─── INPUT FOR THIS TASK

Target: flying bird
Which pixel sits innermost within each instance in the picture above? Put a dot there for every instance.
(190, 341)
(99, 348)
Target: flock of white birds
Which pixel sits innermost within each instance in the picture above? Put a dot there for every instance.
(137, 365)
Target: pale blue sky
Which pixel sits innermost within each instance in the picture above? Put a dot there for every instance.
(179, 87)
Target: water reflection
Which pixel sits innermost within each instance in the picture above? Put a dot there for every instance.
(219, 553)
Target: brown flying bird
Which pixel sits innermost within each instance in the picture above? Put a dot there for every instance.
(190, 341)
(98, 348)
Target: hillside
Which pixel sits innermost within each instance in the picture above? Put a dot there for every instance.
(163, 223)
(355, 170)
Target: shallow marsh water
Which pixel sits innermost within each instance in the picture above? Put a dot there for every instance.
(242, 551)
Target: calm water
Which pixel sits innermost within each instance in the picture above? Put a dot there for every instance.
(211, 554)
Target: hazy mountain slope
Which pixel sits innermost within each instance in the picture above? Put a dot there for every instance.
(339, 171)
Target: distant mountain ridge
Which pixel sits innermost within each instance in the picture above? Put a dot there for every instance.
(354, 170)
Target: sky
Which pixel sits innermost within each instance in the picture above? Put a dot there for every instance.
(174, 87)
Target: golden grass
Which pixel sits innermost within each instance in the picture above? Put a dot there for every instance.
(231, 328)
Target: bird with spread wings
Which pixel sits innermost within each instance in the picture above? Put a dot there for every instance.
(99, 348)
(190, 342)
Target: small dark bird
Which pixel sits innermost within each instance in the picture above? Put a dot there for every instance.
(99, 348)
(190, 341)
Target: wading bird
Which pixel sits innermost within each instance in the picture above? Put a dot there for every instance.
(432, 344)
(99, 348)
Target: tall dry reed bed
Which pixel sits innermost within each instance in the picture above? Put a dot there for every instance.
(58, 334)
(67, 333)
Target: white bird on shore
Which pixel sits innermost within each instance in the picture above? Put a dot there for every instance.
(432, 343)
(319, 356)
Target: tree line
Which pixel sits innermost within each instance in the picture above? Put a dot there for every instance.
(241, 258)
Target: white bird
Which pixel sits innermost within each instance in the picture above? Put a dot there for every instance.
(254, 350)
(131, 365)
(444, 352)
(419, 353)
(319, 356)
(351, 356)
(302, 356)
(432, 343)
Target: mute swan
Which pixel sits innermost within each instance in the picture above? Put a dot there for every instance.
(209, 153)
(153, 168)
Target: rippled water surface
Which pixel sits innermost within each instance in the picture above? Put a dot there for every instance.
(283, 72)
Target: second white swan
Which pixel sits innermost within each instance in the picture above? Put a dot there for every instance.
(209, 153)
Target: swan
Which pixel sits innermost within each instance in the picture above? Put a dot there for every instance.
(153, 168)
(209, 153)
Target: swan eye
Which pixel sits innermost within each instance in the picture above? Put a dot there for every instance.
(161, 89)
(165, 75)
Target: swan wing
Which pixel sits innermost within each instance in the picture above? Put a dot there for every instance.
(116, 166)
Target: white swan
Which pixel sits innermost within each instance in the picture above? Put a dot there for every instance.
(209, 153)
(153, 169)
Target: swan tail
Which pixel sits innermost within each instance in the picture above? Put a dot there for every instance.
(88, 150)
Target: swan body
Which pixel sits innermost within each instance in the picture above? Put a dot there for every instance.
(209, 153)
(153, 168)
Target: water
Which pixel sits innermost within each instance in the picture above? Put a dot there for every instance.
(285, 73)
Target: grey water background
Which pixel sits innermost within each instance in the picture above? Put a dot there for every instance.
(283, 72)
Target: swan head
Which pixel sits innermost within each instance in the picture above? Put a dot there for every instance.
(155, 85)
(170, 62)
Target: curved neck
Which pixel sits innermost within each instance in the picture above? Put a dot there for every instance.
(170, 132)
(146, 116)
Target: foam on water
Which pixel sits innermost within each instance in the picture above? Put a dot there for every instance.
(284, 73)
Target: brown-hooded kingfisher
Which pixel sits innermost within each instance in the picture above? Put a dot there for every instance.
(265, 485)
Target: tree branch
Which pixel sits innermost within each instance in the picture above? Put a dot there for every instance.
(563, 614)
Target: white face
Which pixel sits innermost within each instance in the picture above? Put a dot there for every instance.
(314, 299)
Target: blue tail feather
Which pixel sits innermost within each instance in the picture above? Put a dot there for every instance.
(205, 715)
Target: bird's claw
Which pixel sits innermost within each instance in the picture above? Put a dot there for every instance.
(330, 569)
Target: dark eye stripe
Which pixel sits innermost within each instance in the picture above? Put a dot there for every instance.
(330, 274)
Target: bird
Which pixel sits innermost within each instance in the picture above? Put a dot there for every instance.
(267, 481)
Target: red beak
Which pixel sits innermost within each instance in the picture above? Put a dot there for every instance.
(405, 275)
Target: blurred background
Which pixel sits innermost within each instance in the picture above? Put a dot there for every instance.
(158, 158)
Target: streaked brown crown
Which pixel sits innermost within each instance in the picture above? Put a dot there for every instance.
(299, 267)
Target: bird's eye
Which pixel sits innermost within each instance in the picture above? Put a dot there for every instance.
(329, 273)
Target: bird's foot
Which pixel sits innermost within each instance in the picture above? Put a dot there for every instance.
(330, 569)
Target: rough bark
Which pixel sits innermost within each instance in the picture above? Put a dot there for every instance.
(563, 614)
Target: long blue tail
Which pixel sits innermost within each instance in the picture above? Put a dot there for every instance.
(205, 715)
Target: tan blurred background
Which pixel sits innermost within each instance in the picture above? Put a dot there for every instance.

──────

▶ [PROBLEM TO WORK ON] Return the entries exactly through the "Target: distant mountain ridge" line.

▶ [YOUR SOLUTION]
Target: flying bird
Which pixel sits innermost within each instance in the picture above? Put a dot there for every instance.
(190, 341)
(99, 348)
Target: flock of white birds
Which pixel sits innermost within each instance in the picture above? Put a dot there for every instance.
(137, 365)
Target: pale blue sky
Which pixel sits innermost within each instance in the picture above? Put a dot there for every instance.
(179, 87)
Target: water reflection
Which pixel sits innermost within each instance in the picture above? Put a dot there for every instance.
(219, 553)
Target: brown flying bird
Which pixel sits innermost within each instance in the picture above? Put a dot there for every instance.
(190, 341)
(98, 348)
Target: hillside
Which pixel sits innermost within each instance in the picture above? Put a dot there for every instance.
(163, 223)
(355, 170)
Target: shallow marsh water
Which pixel sits innermost within each instance in the picture above? Put a dot there for every instance.
(242, 551)
Target: calm water
Which pixel sits innermost within each instance in the picture above? Put a dot there for every instance.
(211, 554)
Target: hazy mountain slope
Which pixel sits innermost within each instance in the picture above? Put a dot there for every instance.
(339, 171)
Target: distant mountain ridge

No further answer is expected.